DESCRIPTION OF THE TASK.
Render as a numbered list the lines of the entries beginning with the one containing "Provide the mask of every instance of the glossy" and continuing through the end of the entries, omitting blank lines.

----------------------------------------

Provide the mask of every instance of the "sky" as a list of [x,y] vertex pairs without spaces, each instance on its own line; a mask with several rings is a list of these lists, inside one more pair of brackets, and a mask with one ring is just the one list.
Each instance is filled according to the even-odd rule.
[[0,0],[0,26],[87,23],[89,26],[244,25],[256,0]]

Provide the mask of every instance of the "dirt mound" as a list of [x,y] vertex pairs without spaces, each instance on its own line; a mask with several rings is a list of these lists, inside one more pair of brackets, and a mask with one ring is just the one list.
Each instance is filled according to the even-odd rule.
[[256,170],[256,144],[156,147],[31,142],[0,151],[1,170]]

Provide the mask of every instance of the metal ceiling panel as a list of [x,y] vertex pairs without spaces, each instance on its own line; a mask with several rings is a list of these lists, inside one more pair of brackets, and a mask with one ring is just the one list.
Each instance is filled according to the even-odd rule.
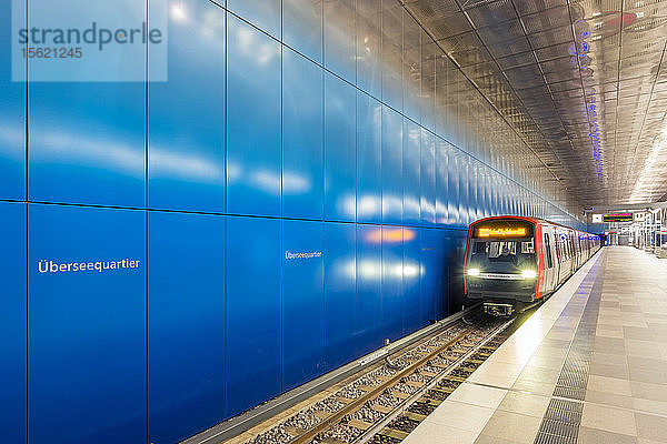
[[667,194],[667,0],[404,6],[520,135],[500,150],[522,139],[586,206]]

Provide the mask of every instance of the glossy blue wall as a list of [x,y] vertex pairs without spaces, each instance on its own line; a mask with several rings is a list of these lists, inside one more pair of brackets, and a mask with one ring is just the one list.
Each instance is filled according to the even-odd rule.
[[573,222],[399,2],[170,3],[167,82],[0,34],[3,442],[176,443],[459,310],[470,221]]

----------------------------------------

TASK SOLUTION.
1. Provide the mask of every instance of the glossy blue wall as a list of [x,y] vertex pairs without spaces, each instance on its own line; a mask with several rings is a list of these lists, inside one more pair of brackets, and a mask with one ring is just the one list.
2. Each instance is filled according to the even-odd rule.
3. [[573,222],[399,2],[170,3],[167,82],[0,34],[3,442],[176,443],[459,310],[470,221]]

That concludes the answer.